** WHAT THE TASK ASKS **
Take the line that contains "Place a marker" as the first line and the final line of the records as the last; return exactly those lines and the lines between.

(Referring expression data)
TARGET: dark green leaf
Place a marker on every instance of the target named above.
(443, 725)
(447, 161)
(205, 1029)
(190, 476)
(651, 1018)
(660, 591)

** SOLUTION **
Place a marker on every instance of the target named above.
(443, 725)
(447, 161)
(205, 1029)
(190, 476)
(651, 1018)
(660, 591)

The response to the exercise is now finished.